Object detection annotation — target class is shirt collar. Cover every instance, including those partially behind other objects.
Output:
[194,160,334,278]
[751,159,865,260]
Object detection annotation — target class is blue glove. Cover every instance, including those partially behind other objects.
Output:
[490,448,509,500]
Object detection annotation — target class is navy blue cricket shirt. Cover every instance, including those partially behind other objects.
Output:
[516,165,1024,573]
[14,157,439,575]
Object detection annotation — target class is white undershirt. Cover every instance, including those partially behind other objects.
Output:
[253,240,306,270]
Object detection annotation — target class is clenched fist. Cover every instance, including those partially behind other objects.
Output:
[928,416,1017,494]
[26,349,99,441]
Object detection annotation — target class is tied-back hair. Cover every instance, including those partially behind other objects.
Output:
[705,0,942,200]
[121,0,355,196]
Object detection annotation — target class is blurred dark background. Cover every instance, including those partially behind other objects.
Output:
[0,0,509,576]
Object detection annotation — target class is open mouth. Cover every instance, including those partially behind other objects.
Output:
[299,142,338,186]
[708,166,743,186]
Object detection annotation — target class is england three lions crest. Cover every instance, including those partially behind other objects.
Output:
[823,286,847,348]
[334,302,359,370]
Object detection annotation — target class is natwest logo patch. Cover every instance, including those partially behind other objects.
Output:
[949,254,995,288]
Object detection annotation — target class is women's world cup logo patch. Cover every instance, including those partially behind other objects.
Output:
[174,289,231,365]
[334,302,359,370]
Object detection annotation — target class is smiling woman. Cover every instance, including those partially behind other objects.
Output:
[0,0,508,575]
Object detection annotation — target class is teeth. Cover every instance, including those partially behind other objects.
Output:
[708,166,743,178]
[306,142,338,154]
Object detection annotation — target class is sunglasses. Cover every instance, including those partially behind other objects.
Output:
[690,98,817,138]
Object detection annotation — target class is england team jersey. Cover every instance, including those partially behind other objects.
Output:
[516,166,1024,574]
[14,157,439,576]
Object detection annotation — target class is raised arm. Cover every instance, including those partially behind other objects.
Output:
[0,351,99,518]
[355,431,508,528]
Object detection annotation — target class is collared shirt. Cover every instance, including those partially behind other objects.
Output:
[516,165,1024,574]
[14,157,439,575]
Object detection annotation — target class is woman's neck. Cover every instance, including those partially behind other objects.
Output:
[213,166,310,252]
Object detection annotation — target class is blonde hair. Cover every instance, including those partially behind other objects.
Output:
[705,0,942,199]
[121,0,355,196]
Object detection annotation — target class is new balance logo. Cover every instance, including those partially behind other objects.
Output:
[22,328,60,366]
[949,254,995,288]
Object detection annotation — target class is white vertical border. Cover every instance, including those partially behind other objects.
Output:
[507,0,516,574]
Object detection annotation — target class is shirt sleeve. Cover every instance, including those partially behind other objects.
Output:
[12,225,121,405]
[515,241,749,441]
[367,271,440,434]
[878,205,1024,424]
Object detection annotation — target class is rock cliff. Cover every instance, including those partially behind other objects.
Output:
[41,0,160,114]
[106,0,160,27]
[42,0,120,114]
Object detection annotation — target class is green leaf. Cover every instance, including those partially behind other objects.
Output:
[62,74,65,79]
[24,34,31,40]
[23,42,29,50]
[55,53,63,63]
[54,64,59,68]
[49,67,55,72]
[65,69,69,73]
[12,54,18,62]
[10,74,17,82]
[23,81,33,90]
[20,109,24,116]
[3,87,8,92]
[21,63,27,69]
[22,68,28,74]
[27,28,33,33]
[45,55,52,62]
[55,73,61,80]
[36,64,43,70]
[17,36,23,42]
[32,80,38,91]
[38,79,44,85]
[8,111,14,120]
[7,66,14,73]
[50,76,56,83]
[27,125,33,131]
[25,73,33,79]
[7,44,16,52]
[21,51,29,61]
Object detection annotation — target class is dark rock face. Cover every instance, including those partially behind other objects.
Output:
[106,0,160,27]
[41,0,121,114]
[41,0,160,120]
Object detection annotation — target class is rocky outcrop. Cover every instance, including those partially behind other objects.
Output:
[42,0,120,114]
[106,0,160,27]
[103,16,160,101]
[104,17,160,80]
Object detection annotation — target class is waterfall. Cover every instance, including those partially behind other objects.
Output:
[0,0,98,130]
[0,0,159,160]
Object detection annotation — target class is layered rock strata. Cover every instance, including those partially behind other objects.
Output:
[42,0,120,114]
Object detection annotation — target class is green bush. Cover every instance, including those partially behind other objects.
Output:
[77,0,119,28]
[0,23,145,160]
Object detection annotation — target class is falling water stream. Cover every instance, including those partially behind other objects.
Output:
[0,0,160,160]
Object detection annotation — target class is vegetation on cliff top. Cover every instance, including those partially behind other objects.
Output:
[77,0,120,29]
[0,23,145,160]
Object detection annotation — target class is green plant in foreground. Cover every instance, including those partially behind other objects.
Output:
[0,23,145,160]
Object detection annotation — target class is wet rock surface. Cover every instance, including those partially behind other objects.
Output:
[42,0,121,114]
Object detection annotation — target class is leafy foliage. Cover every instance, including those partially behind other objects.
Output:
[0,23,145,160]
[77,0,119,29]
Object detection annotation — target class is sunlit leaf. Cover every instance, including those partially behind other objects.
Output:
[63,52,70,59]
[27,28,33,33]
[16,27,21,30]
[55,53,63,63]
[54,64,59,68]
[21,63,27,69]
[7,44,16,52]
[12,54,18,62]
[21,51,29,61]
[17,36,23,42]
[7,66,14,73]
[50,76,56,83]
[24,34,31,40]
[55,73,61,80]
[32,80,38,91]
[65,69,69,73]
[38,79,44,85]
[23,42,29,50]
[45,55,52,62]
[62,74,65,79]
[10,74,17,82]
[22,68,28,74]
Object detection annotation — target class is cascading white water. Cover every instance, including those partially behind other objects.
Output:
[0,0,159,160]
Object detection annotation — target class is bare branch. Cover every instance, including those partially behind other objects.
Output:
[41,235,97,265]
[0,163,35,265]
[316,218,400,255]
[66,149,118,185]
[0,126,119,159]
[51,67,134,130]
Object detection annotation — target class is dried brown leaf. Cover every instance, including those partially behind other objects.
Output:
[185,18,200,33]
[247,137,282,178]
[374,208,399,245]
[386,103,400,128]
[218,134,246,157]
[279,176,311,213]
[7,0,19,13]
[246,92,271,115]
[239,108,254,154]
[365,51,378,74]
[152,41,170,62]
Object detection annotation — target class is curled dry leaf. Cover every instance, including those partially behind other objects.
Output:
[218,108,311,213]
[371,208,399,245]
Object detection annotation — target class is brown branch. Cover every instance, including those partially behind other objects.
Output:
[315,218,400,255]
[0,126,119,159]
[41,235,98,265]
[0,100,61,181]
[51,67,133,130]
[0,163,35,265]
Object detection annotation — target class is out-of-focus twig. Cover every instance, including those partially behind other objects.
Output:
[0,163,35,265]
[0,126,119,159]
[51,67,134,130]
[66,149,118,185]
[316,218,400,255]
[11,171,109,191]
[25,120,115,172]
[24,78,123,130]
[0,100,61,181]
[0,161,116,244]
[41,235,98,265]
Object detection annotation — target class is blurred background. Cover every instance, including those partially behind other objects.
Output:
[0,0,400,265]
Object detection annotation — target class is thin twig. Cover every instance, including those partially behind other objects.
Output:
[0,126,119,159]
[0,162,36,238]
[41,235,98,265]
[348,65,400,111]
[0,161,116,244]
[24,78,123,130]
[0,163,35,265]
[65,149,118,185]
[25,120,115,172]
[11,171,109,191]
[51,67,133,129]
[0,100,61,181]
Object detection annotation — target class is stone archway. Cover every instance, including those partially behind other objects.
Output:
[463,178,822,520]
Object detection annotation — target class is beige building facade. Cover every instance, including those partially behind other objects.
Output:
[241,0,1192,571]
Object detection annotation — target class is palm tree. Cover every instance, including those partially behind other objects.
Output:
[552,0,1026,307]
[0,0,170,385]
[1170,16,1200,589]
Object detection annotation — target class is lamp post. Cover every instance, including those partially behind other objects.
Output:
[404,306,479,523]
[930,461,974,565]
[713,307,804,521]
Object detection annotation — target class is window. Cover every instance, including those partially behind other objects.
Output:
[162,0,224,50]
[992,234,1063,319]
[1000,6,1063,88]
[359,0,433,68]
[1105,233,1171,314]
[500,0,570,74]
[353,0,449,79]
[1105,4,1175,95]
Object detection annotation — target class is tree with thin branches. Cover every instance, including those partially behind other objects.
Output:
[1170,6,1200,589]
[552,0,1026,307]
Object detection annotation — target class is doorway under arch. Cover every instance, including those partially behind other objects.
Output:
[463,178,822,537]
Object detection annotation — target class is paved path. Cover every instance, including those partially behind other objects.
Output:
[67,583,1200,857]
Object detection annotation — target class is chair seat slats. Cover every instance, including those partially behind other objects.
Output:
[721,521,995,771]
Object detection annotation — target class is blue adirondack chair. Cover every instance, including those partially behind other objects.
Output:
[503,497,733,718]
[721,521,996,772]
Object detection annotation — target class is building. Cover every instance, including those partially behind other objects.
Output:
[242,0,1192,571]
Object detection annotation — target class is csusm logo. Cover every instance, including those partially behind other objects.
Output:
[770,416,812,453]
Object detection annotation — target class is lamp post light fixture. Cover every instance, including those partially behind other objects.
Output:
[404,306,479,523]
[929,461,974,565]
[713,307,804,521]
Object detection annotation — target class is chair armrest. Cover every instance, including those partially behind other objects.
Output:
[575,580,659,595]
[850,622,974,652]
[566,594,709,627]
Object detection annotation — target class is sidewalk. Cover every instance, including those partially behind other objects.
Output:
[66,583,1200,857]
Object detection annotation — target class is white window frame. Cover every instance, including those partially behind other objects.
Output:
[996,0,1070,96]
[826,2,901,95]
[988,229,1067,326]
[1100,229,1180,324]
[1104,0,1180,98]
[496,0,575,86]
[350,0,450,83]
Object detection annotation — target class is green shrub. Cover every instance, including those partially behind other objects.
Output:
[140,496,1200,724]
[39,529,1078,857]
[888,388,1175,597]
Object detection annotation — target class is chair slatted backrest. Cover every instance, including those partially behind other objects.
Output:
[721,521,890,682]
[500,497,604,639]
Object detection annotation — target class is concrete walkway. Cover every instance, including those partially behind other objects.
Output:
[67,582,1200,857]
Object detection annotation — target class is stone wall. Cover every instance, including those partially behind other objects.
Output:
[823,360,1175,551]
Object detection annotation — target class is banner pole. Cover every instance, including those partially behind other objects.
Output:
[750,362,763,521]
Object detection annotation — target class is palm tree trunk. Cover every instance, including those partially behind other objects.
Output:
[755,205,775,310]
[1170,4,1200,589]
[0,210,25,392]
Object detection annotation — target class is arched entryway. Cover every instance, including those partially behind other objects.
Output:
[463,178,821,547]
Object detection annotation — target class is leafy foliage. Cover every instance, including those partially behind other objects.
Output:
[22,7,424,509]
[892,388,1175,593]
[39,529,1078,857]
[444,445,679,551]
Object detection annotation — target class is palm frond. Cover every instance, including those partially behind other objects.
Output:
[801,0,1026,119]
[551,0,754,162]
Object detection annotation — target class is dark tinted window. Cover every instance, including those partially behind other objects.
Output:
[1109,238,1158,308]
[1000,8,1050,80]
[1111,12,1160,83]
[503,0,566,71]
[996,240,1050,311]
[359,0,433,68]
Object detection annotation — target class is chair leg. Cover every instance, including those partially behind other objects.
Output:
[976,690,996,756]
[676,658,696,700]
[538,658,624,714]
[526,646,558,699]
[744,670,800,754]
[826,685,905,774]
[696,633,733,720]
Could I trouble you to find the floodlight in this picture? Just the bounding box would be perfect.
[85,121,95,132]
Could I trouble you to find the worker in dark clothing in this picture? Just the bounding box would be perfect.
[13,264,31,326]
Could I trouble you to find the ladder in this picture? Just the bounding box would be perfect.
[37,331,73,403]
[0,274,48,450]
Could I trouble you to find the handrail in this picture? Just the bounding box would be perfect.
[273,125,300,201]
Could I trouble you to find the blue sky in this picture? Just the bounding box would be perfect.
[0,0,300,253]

Task to carry out ::
Please reproduce the lines from the line containing "Object detection annotation — target class is cascading" up to and including the line containing "[152,41,170,62]", substituting "leafless branch" for "bare branch" and leaving everything else unchanged.

Exercise output ::
Object detection annotation — target class is cascading white water. Cover every instance, including those partially behind other objects.
Output:
[0,0,159,160]
Object detection annotation — target class is leafless branch. Cover every instance, including those partially behind other objects.
Output:
[41,235,97,265]
[0,163,35,265]
[316,218,400,255]
[66,149,118,185]
[0,126,119,159]
[51,67,134,130]
Object detection annotation — target class is dried brown leaf. Cover every instance, including those partially behind other objects.
Output:
[185,18,200,33]
[247,137,282,178]
[374,208,399,245]
[386,103,400,128]
[218,134,246,157]
[279,176,311,213]
[7,0,19,13]
[246,92,271,115]
[239,108,254,154]
[365,51,378,74]
[152,41,170,62]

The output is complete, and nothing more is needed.